TASK DESCRIPTION | The records that follow are to be repeated exactly, with no pictures carried over.

══ ENTRIES SUPPLIED

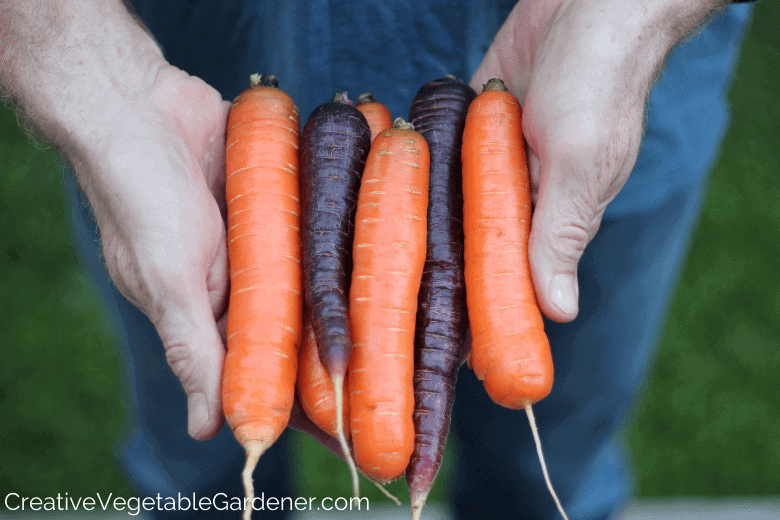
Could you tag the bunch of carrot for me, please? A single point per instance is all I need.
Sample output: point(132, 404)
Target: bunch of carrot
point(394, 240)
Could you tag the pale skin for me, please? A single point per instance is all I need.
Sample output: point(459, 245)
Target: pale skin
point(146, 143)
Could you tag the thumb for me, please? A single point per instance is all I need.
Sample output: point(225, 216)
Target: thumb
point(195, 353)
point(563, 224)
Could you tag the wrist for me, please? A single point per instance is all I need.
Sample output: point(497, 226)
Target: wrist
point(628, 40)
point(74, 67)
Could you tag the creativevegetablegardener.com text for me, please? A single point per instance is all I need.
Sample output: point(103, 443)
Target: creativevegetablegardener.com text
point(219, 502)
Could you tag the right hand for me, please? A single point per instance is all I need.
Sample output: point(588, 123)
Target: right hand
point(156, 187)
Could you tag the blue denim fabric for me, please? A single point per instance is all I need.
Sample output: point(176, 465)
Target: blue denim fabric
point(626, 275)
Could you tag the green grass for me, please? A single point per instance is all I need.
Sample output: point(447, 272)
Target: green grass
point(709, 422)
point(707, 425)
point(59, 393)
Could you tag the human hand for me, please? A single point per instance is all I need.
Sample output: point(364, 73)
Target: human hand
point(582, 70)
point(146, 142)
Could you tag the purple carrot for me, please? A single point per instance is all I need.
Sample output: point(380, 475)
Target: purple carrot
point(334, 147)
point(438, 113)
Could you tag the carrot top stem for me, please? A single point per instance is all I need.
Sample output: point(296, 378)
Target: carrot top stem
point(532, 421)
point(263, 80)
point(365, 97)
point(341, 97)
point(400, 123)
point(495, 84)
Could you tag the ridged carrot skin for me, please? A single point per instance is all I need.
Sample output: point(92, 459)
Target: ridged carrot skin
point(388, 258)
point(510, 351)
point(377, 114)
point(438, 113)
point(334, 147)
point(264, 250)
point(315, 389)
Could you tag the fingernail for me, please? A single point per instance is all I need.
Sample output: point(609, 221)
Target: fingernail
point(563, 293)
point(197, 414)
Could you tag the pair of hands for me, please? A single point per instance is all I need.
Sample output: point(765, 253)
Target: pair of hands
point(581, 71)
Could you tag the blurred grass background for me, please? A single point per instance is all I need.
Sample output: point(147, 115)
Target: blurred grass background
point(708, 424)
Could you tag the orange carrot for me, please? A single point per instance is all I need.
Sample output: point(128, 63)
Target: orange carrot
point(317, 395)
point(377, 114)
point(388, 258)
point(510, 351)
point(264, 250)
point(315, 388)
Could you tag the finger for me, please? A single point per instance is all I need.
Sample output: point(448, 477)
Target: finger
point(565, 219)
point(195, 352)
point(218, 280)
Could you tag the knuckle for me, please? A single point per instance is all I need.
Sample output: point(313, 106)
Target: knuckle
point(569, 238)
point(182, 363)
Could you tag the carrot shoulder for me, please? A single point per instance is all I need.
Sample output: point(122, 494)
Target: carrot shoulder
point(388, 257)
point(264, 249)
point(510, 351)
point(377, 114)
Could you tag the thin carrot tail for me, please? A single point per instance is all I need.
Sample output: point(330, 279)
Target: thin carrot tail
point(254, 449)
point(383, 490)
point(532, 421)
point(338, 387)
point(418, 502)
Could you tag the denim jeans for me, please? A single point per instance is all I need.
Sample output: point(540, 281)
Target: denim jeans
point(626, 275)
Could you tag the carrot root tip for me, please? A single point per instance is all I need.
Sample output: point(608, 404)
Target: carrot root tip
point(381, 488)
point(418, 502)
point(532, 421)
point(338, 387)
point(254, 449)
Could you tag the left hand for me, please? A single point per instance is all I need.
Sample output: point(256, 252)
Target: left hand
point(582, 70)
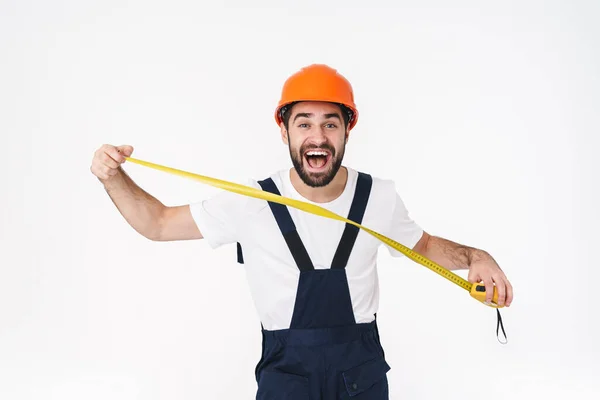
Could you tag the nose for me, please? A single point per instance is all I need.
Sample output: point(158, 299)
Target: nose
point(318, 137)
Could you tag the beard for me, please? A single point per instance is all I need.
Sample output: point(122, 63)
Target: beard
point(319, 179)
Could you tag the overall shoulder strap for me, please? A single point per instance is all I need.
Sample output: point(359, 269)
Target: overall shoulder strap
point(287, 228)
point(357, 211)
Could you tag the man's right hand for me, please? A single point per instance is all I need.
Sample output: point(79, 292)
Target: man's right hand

════

OUTPUT FOR THIS TASK |
Could you tag the bunch of carrot for me, please? A single point per instance is all I need.
Sample output: point(132, 404)
Target: bunch of carrot
point(394, 240)
Could you tag the pale skin for me, please? A single point per instance is all I need.
Sample output: point(459, 245)
Target: pale skin
point(146, 143)
Could you tag the thumb for me, please? A single point per instance is all I need.
Sample output: point(225, 216)
Target: thumb
point(195, 353)
point(563, 224)
Could you tag the wrist for me, please? A single point per instance is all I need.
Sample output: point(497, 226)
Target: wrist
point(628, 40)
point(74, 67)
Could you tag the creativevegetablegardener.com text for me, please? A single point per instance is all I need.
Sample output: point(103, 443)
Target: creativevegetablegardener.com text
point(219, 502)
Could you tag the right hand for me, please? A single point per instance is all I need.
Sample output: point(588, 123)
Target: right hand
point(156, 187)
Could you tag the blue denim fabric for me, please? A single point per instance is all I need.
Sample output: point(176, 465)
Target: blue denim fabric
point(626, 275)
Could you tag the green grass for me, please? A single point per instance is all I need.
Sample output: point(447, 272)
Target: green grass
point(709, 422)
point(707, 425)
point(59, 393)
Could you tag the human hand for me, please? A single point per instance is all I need.
Sample output: point(364, 73)
Target: human hand
point(582, 70)
point(146, 142)
Could you tag the purple carrot for me, please? A single point per instance is all I need.
Sample output: point(380, 475)
Target: purple carrot
point(334, 147)
point(438, 113)
Could you tag the carrot top stem for me, please? A single point per instance is all I need.
Sample output: point(296, 378)
Target: carrot top stem
point(532, 421)
point(263, 80)
point(365, 97)
point(341, 97)
point(400, 123)
point(495, 84)
Could you tag the ridged carrot skin for me, please? A single point per instance is all I need.
Sample output: point(92, 459)
Target: ridged carrot skin
point(388, 258)
point(510, 351)
point(377, 114)
point(438, 113)
point(334, 147)
point(264, 250)
point(315, 389)
Could you tag the fingernail for me, please? A single point per instance is all I need.
Sample output: point(609, 221)
Target: fingernail
point(563, 293)
point(197, 414)
Could you tag the pair of hands for me, please? A single point per instance is all I need.
Sample output: point(765, 253)
Target: pair of hands
point(581, 71)
Could you tag the blurred grass background for me, please? A single point per instance is all I need.
Sample output: point(147, 115)
Target: blurred grass background
point(708, 424)
Could you tag the orange carrot for me, please? A single point per instance is all I need.
Sample output: point(128, 63)
Target: orange carrot
point(317, 395)
point(377, 114)
point(388, 258)
point(510, 351)
point(264, 250)
point(315, 388)
Could you tag the finger for me, please? A single point per instance is all I need.
Sample output: point(448, 477)
Target: finger
point(565, 219)
point(195, 352)
point(218, 280)
Could you tag the knuckle for me, please? A single point per instance is all I need.
Sample output: point(313, 106)
Target: knuckle
point(569, 238)
point(182, 363)
Could you tag the carrot shoulder for me, please? A single point per instance is all I need.
Sample output: point(122, 494)
Target: carrot shoulder
point(388, 257)
point(264, 249)
point(510, 351)
point(377, 114)
Could you tag the thin carrot tail for me, please? A single point per instance is all I need.
Sample output: point(330, 279)
Target: thin carrot tail
point(254, 449)
point(383, 490)
point(532, 421)
point(338, 387)
point(418, 502)
Could you tag the denim jeans for me, please? A single point per instance is all I need.
Sample output: point(540, 281)
Target: denim jeans
point(626, 275)
Could you tag the carrot root tip for me, please? A single point per instance is all I need.
Sample output: point(608, 404)
Target: carrot root tip
point(381, 488)
point(418, 502)
point(532, 421)
point(338, 387)
point(254, 449)
Could you tag the left hand for me, please? A single point per instance is all I need.
Sample output: point(256, 252)
Target: left hand
point(582, 70)
Could you tag the nose for me, please? A single point per instance is all I need.
Sample output: point(158, 299)
Target: nose
point(318, 137)
Could you tag the beard for me, please? A single point per instance is all I need.
Sample output: point(122, 63)
Target: beard
point(319, 179)
Could you tag the overall shoulder strap for me, please? A single point per instance is all I need.
Sample output: point(359, 269)
Target: overall shoulder strap
point(287, 228)
point(357, 211)
Could you tag the man's right hand for me, please? A single point per instance is all I need.
Sample output: point(79, 292)
Target: man's right hand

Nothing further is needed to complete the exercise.